Provided data:
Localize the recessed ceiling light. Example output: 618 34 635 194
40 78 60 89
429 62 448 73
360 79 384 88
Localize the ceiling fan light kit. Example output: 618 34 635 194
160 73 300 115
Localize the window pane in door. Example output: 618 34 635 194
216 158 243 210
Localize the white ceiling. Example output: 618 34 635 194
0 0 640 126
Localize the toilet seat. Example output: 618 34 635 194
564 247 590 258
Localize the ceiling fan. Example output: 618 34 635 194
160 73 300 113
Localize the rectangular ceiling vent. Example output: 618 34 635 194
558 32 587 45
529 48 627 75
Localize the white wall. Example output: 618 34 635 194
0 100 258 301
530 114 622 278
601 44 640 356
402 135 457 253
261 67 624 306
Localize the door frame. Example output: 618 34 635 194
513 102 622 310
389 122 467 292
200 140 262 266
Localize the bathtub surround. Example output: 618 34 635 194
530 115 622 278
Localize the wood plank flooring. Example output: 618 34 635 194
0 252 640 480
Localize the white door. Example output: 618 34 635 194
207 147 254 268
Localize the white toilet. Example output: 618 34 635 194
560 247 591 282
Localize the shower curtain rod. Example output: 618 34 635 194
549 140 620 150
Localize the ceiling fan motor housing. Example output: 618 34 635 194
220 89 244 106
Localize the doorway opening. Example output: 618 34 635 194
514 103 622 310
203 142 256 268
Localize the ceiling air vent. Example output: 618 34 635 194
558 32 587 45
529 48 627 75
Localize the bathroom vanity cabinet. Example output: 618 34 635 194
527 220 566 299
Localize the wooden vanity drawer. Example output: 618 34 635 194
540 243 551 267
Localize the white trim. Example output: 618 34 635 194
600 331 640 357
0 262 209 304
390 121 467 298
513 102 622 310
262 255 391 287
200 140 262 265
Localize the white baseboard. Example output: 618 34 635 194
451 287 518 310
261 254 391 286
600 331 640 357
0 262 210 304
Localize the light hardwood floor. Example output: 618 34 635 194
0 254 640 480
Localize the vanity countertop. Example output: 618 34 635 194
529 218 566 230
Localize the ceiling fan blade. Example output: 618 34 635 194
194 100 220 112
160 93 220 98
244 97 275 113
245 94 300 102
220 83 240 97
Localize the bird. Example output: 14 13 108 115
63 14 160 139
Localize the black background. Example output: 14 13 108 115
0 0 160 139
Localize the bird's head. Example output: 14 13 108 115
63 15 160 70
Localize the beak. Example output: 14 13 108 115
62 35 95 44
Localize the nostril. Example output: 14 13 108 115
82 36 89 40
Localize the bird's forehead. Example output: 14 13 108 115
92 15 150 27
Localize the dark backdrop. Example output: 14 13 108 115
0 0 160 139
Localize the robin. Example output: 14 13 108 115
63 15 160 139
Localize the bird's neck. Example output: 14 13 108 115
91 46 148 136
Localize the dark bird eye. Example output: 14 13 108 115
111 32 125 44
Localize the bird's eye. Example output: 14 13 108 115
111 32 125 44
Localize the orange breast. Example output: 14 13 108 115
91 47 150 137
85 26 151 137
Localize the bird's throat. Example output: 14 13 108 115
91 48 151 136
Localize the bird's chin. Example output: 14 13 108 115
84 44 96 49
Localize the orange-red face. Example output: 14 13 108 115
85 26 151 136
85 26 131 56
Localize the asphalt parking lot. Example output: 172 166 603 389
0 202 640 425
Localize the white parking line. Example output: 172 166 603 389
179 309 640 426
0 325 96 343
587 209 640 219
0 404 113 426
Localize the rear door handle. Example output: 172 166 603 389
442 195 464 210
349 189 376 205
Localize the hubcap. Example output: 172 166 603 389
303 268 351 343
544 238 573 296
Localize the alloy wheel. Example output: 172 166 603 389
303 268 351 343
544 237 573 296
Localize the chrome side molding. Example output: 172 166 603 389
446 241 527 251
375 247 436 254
==
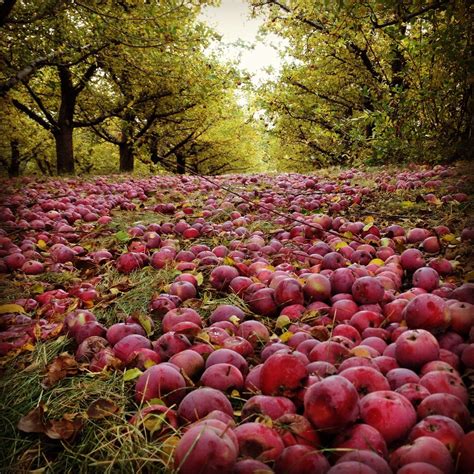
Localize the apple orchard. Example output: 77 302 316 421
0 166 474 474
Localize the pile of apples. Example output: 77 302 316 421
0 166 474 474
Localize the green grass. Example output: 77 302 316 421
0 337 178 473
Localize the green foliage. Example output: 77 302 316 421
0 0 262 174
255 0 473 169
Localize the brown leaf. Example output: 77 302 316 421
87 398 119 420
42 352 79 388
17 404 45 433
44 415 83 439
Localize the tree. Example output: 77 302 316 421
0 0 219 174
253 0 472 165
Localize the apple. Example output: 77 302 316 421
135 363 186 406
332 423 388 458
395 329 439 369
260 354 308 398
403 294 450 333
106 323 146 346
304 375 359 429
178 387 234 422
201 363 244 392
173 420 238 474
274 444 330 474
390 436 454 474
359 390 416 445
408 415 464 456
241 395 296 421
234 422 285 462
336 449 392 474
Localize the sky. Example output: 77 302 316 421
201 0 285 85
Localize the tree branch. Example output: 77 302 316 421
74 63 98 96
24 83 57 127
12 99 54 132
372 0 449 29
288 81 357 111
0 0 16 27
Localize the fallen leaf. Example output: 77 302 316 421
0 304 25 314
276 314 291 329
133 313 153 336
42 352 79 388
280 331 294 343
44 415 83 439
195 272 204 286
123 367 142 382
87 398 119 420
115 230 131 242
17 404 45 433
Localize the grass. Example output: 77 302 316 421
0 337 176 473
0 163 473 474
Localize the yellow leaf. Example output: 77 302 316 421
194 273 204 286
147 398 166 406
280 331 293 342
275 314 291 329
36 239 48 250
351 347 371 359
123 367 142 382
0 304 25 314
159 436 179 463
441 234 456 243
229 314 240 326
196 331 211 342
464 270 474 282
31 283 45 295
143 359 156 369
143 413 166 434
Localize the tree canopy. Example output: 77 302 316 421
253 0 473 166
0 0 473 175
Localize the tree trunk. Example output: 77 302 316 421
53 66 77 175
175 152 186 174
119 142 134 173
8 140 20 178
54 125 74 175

Your instructions:
Reproduce, without alteration, every line of the material above from the line containing "Localize the wooden" down to the line containing "0 262 210 304", including both of those lines.

Output below:
Localize the wooden vanity drawer. Example output: 618 34 635 194
540 243 551 267
Localize the white trim. Example output: 618 34 635 194
600 331 640 357
0 262 209 304
390 121 467 298
513 102 622 310
262 255 391 287
200 140 262 265
Localize the white baseboard. Example output: 618 34 635 194
451 287 518 310
261 254 391 286
600 331 640 357
0 262 210 304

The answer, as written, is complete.